Extracted material =>

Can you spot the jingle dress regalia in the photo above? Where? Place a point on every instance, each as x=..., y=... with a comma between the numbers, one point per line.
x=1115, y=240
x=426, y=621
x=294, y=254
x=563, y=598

Written exercise =>
Copy the entries above word for word, line by line.

Task answer =>
Can you spot the jingle dress regalia in the photo above? Where? Place a point on every instance, each as x=..., y=... with a comma between the numbers, one point per line.
x=1115, y=240
x=426, y=621
x=294, y=254
x=563, y=598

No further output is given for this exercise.